WHAT TO WORK ON: Reproduce, with no alteration, the span of lines that begins at the line containing "point: balcony -- one" and ends at the last line of the records, both ends included, and nothing else.

* * *

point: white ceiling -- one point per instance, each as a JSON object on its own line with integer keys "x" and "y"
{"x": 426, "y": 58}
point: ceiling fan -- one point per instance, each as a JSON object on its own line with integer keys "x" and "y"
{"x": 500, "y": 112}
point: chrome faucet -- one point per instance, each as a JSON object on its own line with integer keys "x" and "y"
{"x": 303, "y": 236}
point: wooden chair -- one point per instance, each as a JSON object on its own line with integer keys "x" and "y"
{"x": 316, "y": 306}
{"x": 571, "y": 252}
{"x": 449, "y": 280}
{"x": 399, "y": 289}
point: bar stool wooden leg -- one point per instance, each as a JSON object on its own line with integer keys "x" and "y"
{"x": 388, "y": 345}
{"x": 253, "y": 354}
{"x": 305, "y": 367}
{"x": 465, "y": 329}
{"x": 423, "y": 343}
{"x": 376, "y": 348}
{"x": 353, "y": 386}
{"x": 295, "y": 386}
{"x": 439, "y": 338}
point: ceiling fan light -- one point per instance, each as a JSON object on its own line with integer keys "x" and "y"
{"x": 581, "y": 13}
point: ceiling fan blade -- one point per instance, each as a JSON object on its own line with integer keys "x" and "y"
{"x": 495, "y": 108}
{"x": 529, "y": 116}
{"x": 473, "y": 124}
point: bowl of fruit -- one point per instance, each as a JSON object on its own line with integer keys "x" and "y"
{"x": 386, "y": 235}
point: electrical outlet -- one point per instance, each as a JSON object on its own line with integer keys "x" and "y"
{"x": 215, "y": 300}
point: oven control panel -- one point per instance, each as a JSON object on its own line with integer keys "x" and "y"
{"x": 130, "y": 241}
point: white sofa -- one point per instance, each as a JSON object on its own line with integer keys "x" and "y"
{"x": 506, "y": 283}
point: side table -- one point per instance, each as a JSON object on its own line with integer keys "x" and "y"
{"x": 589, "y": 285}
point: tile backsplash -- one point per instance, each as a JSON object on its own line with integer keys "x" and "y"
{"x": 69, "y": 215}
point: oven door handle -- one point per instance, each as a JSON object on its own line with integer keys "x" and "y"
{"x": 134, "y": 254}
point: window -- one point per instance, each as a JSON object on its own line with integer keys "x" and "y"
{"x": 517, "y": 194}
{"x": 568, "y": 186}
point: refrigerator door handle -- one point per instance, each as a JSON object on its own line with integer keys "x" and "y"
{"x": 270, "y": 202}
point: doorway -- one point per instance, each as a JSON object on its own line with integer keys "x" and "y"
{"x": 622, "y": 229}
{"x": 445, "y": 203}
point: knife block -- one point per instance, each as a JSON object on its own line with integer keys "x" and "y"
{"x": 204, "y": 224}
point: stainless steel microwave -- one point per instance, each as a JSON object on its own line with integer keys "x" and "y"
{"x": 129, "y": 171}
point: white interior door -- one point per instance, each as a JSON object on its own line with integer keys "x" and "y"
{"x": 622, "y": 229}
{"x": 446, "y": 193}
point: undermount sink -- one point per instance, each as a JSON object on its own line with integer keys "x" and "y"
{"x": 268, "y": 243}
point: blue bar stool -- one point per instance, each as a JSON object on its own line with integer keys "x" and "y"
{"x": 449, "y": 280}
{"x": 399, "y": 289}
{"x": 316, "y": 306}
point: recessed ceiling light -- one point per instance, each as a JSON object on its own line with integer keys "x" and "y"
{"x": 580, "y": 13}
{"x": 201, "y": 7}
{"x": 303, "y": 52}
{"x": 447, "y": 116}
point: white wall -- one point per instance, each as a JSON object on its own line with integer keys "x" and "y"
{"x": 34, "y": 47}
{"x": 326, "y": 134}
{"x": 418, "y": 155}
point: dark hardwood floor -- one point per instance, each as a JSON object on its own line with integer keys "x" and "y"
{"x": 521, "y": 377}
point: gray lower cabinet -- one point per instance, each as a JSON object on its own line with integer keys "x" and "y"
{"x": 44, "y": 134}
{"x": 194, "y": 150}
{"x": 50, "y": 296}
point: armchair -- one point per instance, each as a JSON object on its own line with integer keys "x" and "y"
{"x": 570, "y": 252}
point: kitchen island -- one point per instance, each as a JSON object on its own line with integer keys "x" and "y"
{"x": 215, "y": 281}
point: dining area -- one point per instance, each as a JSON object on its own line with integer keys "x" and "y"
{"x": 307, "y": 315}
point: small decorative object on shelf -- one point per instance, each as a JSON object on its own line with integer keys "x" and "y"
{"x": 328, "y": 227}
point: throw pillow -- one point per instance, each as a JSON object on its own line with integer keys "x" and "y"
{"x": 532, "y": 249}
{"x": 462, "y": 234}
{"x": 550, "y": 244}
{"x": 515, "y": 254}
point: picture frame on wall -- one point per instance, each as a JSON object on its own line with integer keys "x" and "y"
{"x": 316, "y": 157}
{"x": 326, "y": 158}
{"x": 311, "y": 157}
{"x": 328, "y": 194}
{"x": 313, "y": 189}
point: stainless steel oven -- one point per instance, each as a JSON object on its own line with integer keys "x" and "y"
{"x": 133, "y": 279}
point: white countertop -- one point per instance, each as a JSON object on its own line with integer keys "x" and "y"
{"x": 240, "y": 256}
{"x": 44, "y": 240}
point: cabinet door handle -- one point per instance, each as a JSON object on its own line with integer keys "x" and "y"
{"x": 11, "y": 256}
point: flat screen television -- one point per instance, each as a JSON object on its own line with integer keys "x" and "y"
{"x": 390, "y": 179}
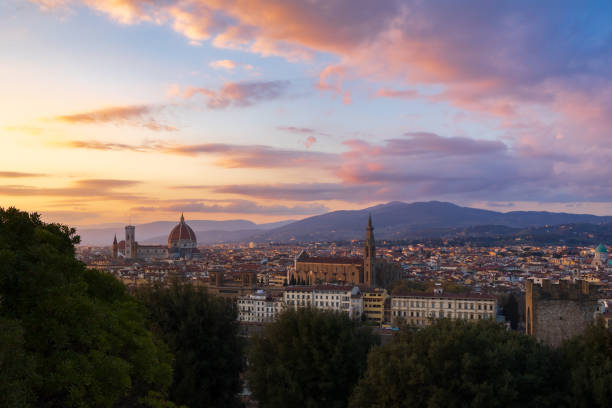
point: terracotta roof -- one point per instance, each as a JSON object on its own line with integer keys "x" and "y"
{"x": 181, "y": 232}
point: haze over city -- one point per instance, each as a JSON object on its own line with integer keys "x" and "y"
{"x": 119, "y": 111}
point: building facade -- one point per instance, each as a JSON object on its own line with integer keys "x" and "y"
{"x": 363, "y": 271}
{"x": 422, "y": 309}
{"x": 555, "y": 311}
{"x": 259, "y": 307}
{"x": 374, "y": 303}
{"x": 340, "y": 298}
{"x": 182, "y": 243}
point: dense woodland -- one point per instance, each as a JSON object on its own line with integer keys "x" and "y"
{"x": 72, "y": 337}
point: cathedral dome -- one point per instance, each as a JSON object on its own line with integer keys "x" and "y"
{"x": 182, "y": 236}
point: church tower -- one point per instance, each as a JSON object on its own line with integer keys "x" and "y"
{"x": 115, "y": 248}
{"x": 369, "y": 255}
{"x": 130, "y": 241}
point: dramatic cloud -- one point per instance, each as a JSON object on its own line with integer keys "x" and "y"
{"x": 137, "y": 115}
{"x": 17, "y": 174}
{"x": 242, "y": 207}
{"x": 403, "y": 94}
{"x": 101, "y": 188}
{"x": 298, "y": 130}
{"x": 227, "y": 155}
{"x": 310, "y": 140}
{"x": 535, "y": 75}
{"x": 297, "y": 191}
{"x": 497, "y": 61}
{"x": 223, "y": 64}
{"x": 240, "y": 94}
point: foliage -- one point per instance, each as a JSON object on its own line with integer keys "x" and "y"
{"x": 458, "y": 364}
{"x": 588, "y": 359}
{"x": 202, "y": 332}
{"x": 308, "y": 358}
{"x": 86, "y": 336}
{"x": 16, "y": 367}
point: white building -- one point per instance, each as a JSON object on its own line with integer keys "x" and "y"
{"x": 259, "y": 307}
{"x": 420, "y": 309}
{"x": 342, "y": 298}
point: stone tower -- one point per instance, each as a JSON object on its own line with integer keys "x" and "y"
{"x": 130, "y": 241}
{"x": 369, "y": 255}
{"x": 115, "y": 248}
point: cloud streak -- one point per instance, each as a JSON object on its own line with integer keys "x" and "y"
{"x": 134, "y": 115}
{"x": 240, "y": 94}
{"x": 227, "y": 155}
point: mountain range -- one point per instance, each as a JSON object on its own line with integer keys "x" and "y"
{"x": 392, "y": 221}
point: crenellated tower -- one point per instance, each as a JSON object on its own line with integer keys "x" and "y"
{"x": 369, "y": 255}
{"x": 115, "y": 248}
{"x": 130, "y": 242}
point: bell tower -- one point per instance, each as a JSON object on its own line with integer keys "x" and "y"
{"x": 369, "y": 255}
{"x": 115, "y": 248}
{"x": 130, "y": 241}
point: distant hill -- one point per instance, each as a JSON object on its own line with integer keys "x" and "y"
{"x": 157, "y": 232}
{"x": 398, "y": 220}
{"x": 392, "y": 221}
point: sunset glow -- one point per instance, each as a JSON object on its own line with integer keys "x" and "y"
{"x": 117, "y": 110}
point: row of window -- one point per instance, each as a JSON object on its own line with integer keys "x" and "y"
{"x": 459, "y": 315}
{"x": 460, "y": 305}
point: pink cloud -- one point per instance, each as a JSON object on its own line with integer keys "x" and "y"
{"x": 223, "y": 64}
{"x": 310, "y": 140}
{"x": 134, "y": 115}
{"x": 403, "y": 94}
{"x": 240, "y": 94}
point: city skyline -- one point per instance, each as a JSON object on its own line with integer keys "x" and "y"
{"x": 117, "y": 110}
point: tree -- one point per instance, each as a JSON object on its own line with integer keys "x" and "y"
{"x": 457, "y": 364}
{"x": 588, "y": 360}
{"x": 202, "y": 332}
{"x": 16, "y": 366}
{"x": 85, "y": 335}
{"x": 308, "y": 358}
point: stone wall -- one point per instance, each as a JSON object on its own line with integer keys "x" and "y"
{"x": 556, "y": 320}
{"x": 555, "y": 312}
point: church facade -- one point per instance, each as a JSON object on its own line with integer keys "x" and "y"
{"x": 182, "y": 244}
{"x": 364, "y": 271}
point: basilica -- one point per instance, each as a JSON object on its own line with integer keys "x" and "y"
{"x": 367, "y": 271}
{"x": 182, "y": 244}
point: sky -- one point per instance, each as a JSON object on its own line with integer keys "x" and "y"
{"x": 136, "y": 110}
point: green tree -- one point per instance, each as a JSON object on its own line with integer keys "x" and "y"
{"x": 86, "y": 336}
{"x": 308, "y": 358}
{"x": 459, "y": 364}
{"x": 16, "y": 366}
{"x": 202, "y": 332}
{"x": 588, "y": 359}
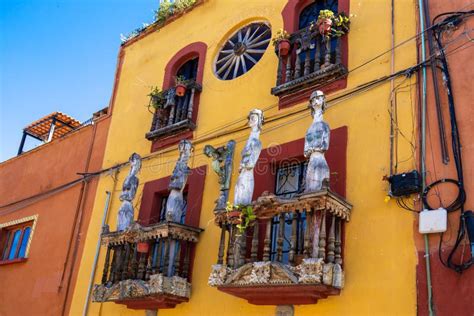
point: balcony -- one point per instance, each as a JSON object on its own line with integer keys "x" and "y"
{"x": 174, "y": 114}
{"x": 147, "y": 267}
{"x": 292, "y": 254}
{"x": 312, "y": 60}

* * *

OUTPUT BELOW:
point: balcony -- one point per instance, each as a JSON object on its own line with integer keys "x" and "y"
{"x": 174, "y": 114}
{"x": 147, "y": 267}
{"x": 292, "y": 254}
{"x": 312, "y": 60}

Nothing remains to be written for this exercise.